| What is needed |
Reproduce the passage of the thread on modeling task duration below, starting with "Your problem doesn't" and going on through "time, distance, etc.".

| Reading text |
1

I have a problem where I want to model the duration of a task. I have variables that represent the number of actions required (all of them require the same time to be executed) for task completion and the category of the task which is a categorical variable. Additionally, I have turned the categorical variable into dummy variable.

What troubles me is that my output variable is duration and more specifically number of seconds, thus positive and continuous in the [0,+00). What type of regression can I choose for this problem?

A first quick thought was to predict the log(duration) with some method like linear regression, regression decision tree or SVR but then again when exponentiating the results in order to make them interpretable as seconds, I will come up to negative time too.

Note: I would prefer not to mess up with neural nets. I'm sure there is an easier solution.

In case it helps my train data look like this:

+------------+---------+------------+---------+
|dur(sec)    |actions  |task_catA   |task_catB|
+------------+---------+------------+---------+
| 1256       | 257     | 0          | 1       |
| 857.2      | 121     | 1          | 0       |

I use R.

Mewtwo
  • 305
  • 2
    A first quick thought was to predict the log(duration) with some method like linear regression, regression decision tree or SVR but then again when exponentiating the results in order to make them interpretable as seconds, I will come up to negative time too. - Are you really sure of this? How do you get the exponential of a real logarithmic to be negative? – Firebug Nov 23 '17 at 09:54
  • 1
    The exponential distribution is often used to model waiting times and may make sense here. Look at exponential regressions. – Stephan Kolassa Nov 23 '17 at 11:10

1 Answers1

2

Your problem doesn't really need complex Machine Learning algorithms. I think one good option is Stephan's sugestion, a Exponential Regression.

This means you assume your dependent variable follows a exponential distribution, with p.d.f: $$f(x) = \lambda \exp(-\lambda x)\ I_{(0, \infty)}(x)$$

where $\lambda$ is the occurrence rate per unit of measurement, which can be time, distance, etc.

Nick Cox
  • 56,404
  • 8
  • 127
  • 185
Bruna w
  • 541

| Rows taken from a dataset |
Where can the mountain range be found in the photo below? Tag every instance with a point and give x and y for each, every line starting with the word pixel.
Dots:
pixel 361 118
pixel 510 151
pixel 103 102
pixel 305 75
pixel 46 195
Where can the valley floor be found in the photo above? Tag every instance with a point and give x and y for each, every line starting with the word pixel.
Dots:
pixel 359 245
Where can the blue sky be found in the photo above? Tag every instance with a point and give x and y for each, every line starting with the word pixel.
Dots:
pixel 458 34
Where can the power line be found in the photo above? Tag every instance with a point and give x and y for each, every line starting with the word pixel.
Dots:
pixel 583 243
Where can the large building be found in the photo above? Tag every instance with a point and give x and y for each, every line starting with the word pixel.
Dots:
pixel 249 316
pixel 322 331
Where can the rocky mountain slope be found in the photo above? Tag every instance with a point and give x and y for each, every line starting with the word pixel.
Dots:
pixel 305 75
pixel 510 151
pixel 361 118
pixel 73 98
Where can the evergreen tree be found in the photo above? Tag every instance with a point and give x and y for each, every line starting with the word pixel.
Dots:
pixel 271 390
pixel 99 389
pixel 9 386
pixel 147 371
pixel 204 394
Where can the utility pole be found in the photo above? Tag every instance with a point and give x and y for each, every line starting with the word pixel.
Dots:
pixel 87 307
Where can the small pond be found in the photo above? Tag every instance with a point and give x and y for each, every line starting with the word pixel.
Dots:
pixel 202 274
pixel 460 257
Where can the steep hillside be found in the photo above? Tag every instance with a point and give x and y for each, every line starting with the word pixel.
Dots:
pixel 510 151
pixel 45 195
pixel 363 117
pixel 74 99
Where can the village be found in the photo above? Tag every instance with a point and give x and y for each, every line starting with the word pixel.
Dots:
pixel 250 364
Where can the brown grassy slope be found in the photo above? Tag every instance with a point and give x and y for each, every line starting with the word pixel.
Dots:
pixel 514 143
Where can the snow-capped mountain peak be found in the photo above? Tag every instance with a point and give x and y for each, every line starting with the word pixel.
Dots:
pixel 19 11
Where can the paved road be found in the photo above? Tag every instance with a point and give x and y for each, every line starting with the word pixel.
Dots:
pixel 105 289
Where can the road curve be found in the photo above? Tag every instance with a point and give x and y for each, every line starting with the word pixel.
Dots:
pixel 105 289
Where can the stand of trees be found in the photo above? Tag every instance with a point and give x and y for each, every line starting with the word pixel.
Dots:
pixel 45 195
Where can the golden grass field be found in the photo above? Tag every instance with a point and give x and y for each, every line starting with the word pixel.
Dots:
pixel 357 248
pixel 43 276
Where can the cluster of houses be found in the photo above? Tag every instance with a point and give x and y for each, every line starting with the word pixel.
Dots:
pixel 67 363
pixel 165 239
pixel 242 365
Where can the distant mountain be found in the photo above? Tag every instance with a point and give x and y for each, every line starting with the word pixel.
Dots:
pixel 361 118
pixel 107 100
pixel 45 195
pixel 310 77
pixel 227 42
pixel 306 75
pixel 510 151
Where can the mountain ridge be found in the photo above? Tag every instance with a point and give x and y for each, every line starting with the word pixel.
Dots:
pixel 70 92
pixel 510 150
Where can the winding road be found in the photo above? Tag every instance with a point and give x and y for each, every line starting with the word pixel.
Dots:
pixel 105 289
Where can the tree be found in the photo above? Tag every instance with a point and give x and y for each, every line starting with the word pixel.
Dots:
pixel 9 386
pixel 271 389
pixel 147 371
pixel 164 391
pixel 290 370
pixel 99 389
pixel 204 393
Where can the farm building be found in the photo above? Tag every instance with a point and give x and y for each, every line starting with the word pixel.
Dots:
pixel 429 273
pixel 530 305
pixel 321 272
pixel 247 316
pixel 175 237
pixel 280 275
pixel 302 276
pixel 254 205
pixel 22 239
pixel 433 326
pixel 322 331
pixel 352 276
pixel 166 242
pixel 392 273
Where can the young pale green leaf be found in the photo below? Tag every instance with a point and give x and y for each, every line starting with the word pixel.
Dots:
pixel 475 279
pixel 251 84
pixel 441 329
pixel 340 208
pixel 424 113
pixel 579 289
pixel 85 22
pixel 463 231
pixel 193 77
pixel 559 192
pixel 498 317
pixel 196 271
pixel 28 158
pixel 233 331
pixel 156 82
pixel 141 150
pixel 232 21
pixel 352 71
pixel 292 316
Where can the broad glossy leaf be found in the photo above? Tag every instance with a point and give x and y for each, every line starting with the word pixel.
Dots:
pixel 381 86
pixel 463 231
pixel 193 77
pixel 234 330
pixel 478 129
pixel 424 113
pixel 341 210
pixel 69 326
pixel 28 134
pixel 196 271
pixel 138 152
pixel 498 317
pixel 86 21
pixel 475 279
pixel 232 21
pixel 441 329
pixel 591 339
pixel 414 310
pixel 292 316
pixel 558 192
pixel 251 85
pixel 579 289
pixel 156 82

| Task answer |
Your problem doesn't really need complex Machine Learning algorithms. I think one good option is Stephan's sugestion, a Exponential Regression.

This means you assume your dependent variable follows a exponential distribution, with p.d.f: $$f(x) = \lambda \exp(-\lambda x)\ I_{(0, \infty)}(x)$$

where $\lambda$ is the occurrence rate per unit of measurement, which can be time, distance, etc.